[Stated exercise]: Please copy every line of the records below, scaling each answer coordinate by 0.25 and rounding to whole numbers, with halves rounded up. Leave every other number unchanged, including the sample coordinate, and omit the pictures.

[Recorded data start]

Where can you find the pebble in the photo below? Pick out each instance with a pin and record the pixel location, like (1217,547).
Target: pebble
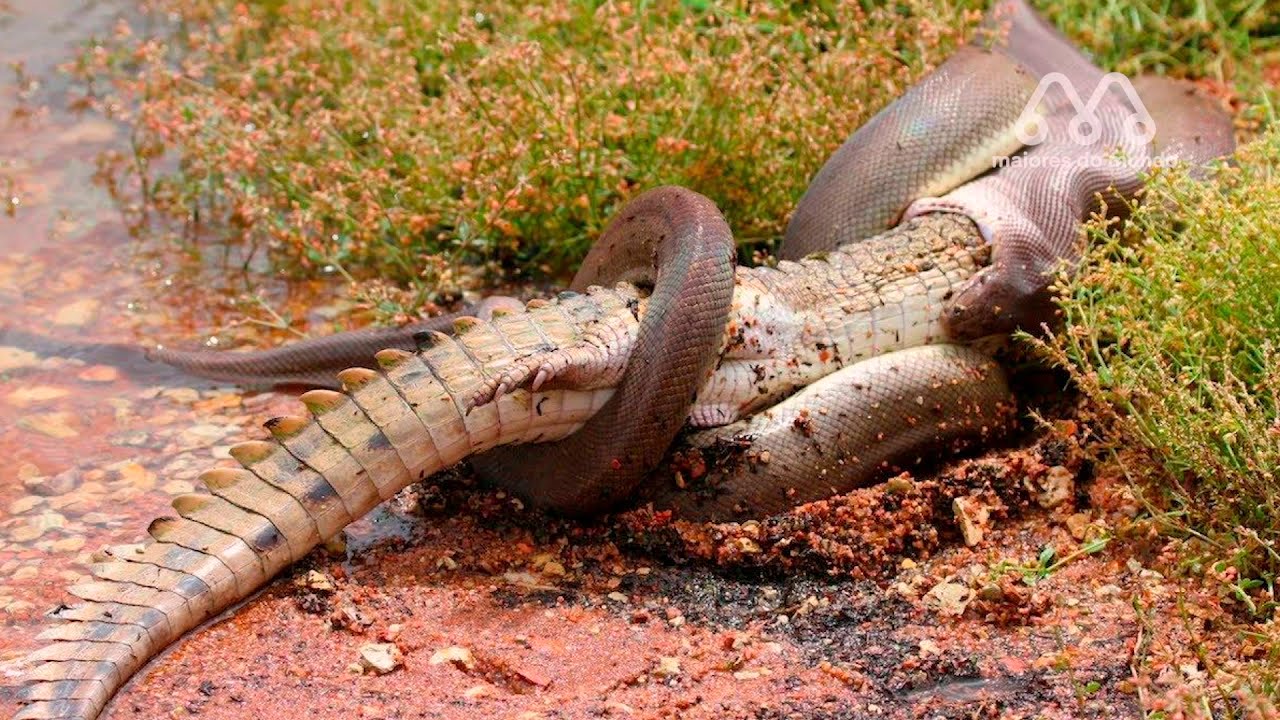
(178,487)
(77,314)
(133,474)
(1056,488)
(35,395)
(26,504)
(455,654)
(202,434)
(73,543)
(667,666)
(184,395)
(949,598)
(973,518)
(131,438)
(54,486)
(99,374)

[Recorded data end]

[Problem solution]:
Where can you find the pebble in the photo below? Pick out each instance with a pin and record the pixel location, like (1217,547).
Target: pebble
(45,122)
(19,79)
(33,119)
(264,122)
(9,99)
(7,126)
(114,164)
(51,109)
(18,136)
(167,167)
(46,99)
(237,150)
(243,130)
(33,110)
(14,122)
(25,94)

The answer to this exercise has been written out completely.